▶ **WHAT YOU ARE ASKED TO DO**: The whole listing below needs to be duplicated exactly, pictures aside.
┌─ GIVEN DATA
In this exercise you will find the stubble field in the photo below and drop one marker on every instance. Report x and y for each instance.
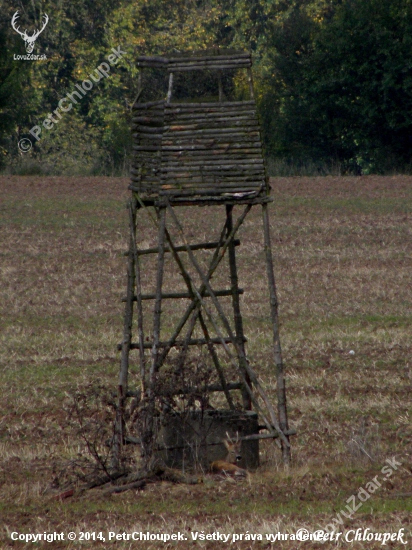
(342, 252)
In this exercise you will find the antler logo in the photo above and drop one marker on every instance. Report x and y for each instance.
(29, 40)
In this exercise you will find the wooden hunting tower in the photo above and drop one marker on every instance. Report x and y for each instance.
(191, 151)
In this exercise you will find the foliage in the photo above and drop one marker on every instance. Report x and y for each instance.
(332, 77)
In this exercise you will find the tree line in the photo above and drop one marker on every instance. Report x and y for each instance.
(333, 78)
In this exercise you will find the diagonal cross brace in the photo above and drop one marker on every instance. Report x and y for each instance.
(245, 367)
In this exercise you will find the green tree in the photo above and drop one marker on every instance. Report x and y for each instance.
(347, 92)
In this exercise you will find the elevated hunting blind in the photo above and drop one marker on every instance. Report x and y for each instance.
(194, 381)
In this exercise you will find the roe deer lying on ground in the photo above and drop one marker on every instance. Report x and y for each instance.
(228, 466)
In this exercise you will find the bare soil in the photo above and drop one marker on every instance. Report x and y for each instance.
(342, 251)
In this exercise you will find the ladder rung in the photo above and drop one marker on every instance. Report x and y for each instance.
(180, 343)
(173, 295)
(182, 248)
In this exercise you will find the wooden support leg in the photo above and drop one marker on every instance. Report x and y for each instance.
(280, 378)
(240, 336)
(127, 338)
(139, 305)
(148, 411)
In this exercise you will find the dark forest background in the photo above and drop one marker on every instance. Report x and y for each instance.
(333, 79)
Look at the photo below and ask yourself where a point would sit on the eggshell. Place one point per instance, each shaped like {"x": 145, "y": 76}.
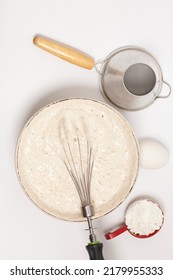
└─
▶ **ANSWER FOR THIS EXERCISE**:
In this exercise you will find the stubble field in the photo below and drop one marker on every instance. Report x and y for each instance.
(342, 252)
In this exercise you will find the antler logo in the photo above and drop one marker on every instance. Report x and y for each instance.
(29, 40)
In this exercise you will find the wooden hunting tower in the photo above and drop one marker on every instance. Report x and y for each instance.
(191, 151)
In this exercise you will find the foliage in the photo above and drop one marker on every instance. Report x and y for each instance.
(332, 77)
In this exercise you will find the tree line in the photo above and drop one marker on every instance. Report x and y for each instance.
(333, 78)
In this exercise you will find the diagonal cross brace in the photo above and drop one marker on every instance. Report x and y for each instance.
(245, 367)
In this exercise you will find the green tree in the photo above and drop one marker on every instance. Report x and y for each instance.
(347, 92)
In this exercise you will find the elevated hunting blind in the photo above and drop one marker on every instance. Report x and y for each instance.
(194, 381)
In this exercise you will find the roe deer lying on ground in the photo above and drop one marker on every instance. Report x and y for each instance.
(228, 466)
In this exercise you will find the bare soil in the photo above and drop one marker on every instance. Report x and y for each instance.
(342, 251)
In this exercise you will find the ladder rung in the photo above and drop one marker on every instance. Report x and y for each instance.
(180, 343)
(173, 295)
(182, 248)
In this exercise you will find the wooden support leg in the photo above and drop one marker on every instance. Report x and y for each instance.
(280, 378)
(240, 336)
(127, 338)
(139, 305)
(148, 411)
In this exercise you will find the dark forest background in the photo above and drop one marker on every instance. Report x and y for each instance.
(333, 79)
Look at the photo below and ask yourself where a point would sit on the eggshell. Place one point per instance, each shaped like {"x": 145, "y": 76}.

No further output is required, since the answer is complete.